Filter the data below and copy out, unchanged, every line that contains the word "canvas"; treat matching as case-sensitive.
'''
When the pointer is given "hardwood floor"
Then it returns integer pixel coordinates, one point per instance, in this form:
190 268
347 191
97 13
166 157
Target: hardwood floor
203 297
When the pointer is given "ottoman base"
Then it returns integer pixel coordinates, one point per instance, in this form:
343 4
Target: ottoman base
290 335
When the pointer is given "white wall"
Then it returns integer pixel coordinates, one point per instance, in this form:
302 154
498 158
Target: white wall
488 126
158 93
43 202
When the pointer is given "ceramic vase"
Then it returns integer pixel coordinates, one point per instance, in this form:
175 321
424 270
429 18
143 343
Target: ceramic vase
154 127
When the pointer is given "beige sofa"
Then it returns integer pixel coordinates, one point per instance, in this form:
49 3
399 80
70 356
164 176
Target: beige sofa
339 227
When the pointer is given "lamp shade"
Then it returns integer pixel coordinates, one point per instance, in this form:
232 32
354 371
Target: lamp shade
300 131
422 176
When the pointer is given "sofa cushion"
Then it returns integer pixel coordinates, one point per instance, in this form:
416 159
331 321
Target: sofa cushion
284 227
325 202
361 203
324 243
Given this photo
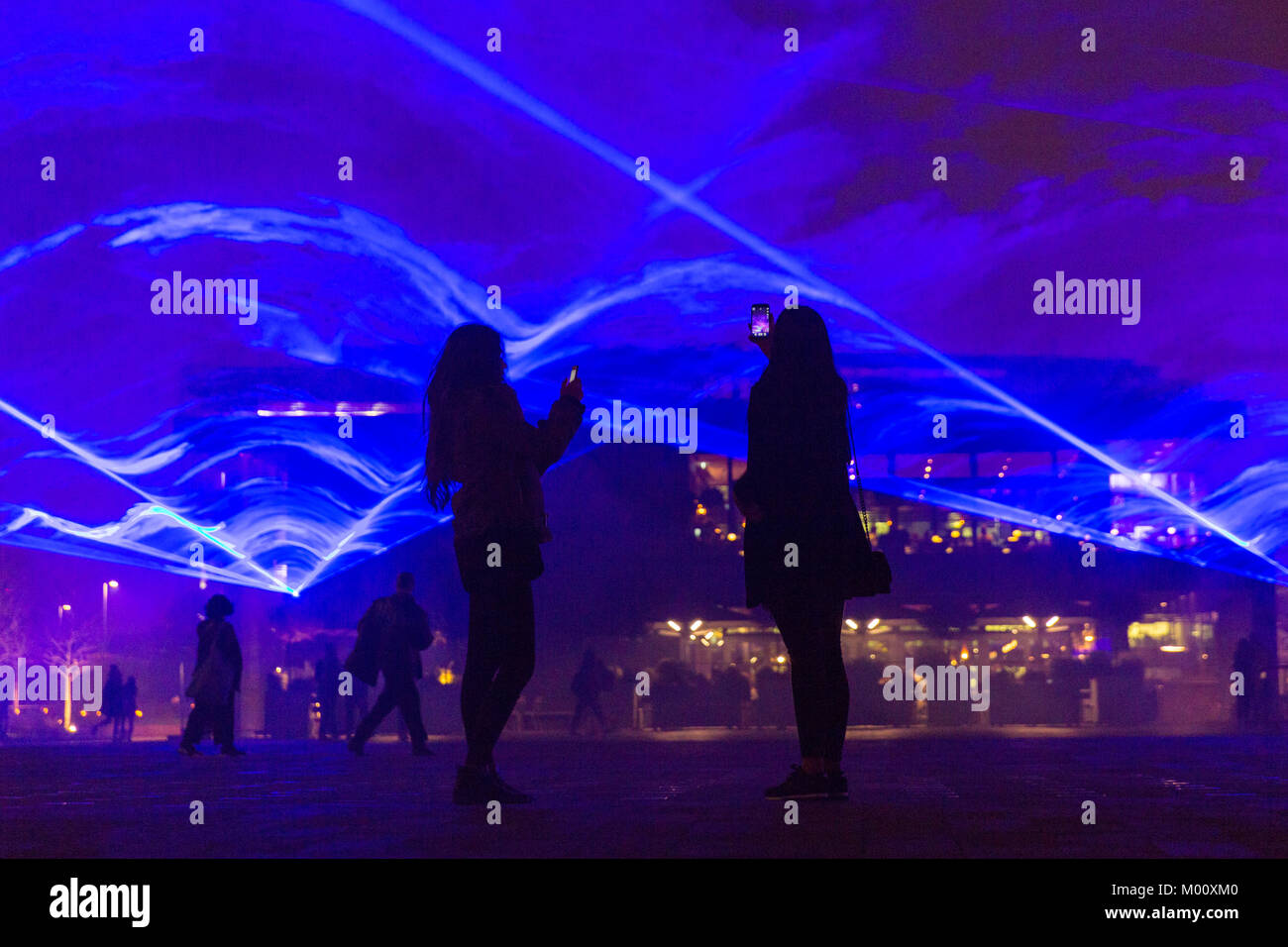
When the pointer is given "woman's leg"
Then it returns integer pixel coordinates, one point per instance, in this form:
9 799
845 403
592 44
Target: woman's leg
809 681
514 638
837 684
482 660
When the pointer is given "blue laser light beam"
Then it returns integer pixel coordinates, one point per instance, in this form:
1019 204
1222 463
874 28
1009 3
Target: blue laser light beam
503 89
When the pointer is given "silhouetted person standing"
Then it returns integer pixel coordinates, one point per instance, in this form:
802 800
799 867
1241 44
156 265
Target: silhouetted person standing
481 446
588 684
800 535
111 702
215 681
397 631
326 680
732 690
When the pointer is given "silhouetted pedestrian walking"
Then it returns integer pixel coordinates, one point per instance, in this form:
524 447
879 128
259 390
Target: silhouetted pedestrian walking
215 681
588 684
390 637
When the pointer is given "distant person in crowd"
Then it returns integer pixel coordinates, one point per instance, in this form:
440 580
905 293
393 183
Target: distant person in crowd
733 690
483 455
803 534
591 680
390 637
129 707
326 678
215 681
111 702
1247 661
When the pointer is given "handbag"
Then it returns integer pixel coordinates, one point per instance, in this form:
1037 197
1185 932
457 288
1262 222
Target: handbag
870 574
'''
'''
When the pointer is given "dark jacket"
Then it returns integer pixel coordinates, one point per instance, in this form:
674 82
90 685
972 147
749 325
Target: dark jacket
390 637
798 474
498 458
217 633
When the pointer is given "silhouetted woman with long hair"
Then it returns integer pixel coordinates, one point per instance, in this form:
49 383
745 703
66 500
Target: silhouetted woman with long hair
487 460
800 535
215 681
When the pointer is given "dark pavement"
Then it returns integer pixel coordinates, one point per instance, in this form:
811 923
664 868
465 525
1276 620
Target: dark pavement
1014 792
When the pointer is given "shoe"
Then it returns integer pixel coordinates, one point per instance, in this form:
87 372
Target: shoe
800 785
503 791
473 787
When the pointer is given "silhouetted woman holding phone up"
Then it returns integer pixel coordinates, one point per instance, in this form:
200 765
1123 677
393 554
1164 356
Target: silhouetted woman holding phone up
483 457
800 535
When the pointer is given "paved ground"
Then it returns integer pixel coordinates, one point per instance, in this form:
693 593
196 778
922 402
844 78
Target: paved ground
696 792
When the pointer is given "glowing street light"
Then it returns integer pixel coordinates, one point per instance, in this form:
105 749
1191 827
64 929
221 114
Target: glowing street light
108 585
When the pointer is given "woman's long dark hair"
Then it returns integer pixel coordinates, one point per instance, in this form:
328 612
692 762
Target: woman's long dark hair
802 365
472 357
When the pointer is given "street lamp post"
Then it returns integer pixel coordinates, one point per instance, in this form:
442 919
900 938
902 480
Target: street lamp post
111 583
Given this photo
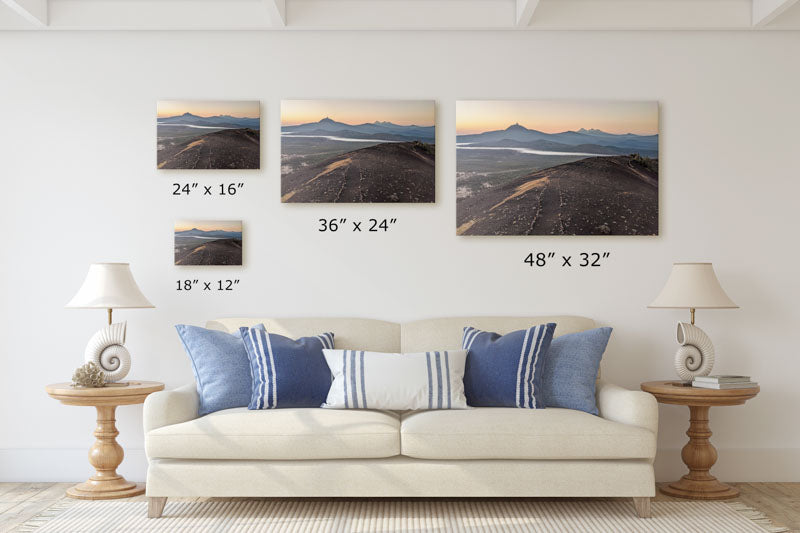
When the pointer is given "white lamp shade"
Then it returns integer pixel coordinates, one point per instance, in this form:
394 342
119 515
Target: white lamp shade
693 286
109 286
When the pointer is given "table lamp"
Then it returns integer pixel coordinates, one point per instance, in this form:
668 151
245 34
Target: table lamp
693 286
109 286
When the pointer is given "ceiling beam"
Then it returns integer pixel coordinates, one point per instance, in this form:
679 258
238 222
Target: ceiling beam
'''
'''
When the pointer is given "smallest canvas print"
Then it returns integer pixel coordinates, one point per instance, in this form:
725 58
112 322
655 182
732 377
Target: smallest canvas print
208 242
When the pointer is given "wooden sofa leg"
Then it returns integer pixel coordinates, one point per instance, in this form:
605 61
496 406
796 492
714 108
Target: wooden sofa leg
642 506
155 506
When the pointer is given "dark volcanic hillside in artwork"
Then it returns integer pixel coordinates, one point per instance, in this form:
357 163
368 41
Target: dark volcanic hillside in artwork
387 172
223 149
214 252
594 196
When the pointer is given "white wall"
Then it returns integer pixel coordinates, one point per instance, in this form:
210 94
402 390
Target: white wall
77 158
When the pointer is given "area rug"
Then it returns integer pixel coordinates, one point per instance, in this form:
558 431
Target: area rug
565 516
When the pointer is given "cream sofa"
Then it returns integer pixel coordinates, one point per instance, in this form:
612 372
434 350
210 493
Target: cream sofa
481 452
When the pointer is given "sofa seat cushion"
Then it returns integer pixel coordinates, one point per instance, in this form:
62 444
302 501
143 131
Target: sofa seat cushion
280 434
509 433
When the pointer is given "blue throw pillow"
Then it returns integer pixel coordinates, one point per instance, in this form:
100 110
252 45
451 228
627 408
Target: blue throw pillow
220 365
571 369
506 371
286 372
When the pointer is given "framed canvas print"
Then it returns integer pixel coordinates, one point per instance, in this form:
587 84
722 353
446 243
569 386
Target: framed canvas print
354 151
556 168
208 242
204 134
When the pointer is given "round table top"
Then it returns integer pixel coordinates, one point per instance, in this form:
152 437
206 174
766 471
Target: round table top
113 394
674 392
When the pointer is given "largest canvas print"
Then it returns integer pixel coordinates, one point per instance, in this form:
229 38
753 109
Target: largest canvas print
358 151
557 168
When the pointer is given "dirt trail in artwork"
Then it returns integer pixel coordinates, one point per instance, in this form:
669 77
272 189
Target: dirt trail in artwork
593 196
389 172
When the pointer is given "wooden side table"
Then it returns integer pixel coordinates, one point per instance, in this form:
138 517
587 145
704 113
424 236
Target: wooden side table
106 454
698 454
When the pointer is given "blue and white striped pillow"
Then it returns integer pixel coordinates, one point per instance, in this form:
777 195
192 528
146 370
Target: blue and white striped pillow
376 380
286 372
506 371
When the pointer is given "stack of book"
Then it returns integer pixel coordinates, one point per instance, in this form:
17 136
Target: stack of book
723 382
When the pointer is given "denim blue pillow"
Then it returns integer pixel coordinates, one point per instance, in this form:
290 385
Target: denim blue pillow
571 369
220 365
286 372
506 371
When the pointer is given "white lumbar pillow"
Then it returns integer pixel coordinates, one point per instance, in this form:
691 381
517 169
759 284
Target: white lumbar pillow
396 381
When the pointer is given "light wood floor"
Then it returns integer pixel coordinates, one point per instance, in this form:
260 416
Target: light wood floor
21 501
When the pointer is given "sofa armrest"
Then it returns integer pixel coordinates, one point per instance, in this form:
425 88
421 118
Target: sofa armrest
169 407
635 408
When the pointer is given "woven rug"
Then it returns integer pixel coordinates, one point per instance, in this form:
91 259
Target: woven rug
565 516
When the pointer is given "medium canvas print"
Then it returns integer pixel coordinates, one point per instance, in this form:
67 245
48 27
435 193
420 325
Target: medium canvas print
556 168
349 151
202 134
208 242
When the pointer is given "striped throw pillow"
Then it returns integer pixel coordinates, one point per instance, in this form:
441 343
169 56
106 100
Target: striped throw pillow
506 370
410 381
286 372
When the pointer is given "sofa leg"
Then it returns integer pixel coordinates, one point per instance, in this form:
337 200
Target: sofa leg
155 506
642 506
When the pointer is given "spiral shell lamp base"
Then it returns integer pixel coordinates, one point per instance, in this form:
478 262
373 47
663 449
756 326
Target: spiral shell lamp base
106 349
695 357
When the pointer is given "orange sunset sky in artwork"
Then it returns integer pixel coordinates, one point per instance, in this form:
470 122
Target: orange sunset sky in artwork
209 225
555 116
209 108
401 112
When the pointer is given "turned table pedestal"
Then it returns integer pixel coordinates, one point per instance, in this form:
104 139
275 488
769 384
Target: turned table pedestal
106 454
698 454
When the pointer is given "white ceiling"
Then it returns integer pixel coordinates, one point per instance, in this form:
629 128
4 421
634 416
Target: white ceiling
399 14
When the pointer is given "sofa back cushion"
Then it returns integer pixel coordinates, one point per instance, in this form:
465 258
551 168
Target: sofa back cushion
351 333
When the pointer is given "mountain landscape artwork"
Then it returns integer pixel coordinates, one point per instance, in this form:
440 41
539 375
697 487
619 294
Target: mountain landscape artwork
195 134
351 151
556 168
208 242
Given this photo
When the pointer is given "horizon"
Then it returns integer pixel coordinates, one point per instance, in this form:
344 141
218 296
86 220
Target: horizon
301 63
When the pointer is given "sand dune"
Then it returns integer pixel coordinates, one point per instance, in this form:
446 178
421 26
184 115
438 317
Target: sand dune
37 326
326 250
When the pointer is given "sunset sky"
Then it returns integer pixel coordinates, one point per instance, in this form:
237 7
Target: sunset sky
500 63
'''
## TASK ANSWER
When the pointer is given "smallest canvas print"
Target: smallest canvas print
When the pointer is given "framed canvas print"
Target: framed canvas print
When the pointer is given "largest canvas print"
Target: largest canvas print
When the pointer is given "medium canvas print"
Target: medium canvas print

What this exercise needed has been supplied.